**Stated goal**
Print verbatim every line starting at the one that contains "the grassy hill" and ending at the final line of the records; include both endpoints.

··· Given data ···

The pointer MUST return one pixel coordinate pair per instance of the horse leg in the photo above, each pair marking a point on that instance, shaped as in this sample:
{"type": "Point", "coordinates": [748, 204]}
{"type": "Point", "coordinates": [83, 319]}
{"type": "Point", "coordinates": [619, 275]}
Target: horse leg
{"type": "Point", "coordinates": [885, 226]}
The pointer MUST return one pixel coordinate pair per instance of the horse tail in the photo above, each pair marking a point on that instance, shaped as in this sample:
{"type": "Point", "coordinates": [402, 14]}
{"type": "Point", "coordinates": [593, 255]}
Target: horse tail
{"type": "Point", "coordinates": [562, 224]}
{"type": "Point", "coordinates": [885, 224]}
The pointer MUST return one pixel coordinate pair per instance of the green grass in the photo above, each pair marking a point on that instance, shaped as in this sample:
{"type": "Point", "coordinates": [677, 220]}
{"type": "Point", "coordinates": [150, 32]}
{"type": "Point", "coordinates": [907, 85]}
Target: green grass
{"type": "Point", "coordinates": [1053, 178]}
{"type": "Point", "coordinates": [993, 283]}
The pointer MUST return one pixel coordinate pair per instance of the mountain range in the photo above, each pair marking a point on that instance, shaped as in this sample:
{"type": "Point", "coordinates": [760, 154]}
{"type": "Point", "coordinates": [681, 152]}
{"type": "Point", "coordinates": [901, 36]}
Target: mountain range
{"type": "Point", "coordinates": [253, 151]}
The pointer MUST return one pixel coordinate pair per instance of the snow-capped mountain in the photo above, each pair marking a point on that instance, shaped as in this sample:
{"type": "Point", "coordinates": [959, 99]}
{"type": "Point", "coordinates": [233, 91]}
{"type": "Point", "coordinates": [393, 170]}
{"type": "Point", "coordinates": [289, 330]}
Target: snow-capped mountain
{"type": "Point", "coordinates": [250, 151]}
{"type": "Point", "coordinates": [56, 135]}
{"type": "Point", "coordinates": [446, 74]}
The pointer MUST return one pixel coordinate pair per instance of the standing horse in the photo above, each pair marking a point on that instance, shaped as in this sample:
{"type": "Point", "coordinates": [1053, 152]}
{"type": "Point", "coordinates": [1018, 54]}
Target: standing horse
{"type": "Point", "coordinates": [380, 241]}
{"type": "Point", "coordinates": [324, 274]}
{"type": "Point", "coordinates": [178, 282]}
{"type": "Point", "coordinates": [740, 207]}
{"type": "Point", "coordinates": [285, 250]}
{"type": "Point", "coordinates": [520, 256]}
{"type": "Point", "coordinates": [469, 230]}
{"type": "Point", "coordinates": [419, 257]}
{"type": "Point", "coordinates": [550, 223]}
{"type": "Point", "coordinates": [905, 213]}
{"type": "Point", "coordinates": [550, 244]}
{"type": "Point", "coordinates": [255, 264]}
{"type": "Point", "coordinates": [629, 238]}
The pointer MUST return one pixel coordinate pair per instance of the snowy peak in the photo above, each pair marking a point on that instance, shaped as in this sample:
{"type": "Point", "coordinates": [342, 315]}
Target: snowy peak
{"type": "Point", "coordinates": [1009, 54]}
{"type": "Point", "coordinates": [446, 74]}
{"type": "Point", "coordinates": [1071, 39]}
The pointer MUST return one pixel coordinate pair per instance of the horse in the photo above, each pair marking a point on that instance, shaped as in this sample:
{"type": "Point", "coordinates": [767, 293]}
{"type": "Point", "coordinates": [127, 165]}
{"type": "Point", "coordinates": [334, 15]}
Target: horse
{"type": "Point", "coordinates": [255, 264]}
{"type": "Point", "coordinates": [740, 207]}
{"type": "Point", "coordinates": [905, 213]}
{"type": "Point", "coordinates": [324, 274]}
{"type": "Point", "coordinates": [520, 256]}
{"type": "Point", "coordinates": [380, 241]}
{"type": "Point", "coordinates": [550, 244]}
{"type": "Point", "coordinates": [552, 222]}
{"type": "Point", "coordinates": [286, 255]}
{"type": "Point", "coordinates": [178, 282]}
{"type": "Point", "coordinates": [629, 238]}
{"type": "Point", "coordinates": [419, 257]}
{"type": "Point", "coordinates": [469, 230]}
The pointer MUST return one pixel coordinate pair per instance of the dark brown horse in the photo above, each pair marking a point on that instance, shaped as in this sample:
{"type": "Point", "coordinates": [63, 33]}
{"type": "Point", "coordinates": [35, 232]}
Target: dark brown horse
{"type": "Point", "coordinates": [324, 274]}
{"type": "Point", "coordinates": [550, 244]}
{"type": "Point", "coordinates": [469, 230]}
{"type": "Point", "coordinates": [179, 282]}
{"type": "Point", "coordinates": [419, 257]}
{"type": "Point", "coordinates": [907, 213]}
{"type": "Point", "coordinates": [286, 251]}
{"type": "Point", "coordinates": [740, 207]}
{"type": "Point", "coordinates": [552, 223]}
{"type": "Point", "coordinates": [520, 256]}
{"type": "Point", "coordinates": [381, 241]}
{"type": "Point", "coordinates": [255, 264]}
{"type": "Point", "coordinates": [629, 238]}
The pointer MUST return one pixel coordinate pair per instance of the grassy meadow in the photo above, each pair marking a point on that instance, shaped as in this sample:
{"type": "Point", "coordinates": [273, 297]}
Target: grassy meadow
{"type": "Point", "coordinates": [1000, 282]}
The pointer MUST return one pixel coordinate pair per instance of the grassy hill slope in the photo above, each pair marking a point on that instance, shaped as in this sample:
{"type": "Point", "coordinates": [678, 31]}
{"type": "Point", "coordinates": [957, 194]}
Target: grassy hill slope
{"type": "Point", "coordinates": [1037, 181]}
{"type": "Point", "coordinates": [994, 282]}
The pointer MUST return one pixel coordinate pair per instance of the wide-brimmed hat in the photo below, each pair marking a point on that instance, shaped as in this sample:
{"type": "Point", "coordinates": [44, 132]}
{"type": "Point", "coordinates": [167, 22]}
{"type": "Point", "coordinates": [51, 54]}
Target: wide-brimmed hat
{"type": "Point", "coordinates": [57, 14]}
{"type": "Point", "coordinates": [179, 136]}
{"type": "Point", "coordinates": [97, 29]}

···

**Output of the task**
The pointer MUST return one pixel coordinate pair per instance of the grassy hill slope in the photo above, each pair marking a point on that instance, shaped as in this sample:
{"type": "Point", "coordinates": [678, 31]}
{"type": "Point", "coordinates": [957, 194]}
Target: grassy hill slope
{"type": "Point", "coordinates": [1037, 181]}
{"type": "Point", "coordinates": [994, 282]}
The pointer MUST return one pixel coordinate pair per instance of the wide-brimmed hat in the photo below, each pair marking a point on that instance, shaped as in this sample:
{"type": "Point", "coordinates": [44, 132]}
{"type": "Point", "coordinates": [167, 22]}
{"type": "Point", "coordinates": [51, 54]}
Target: wide-brimmed hat
{"type": "Point", "coordinates": [57, 14]}
{"type": "Point", "coordinates": [179, 136]}
{"type": "Point", "coordinates": [97, 29]}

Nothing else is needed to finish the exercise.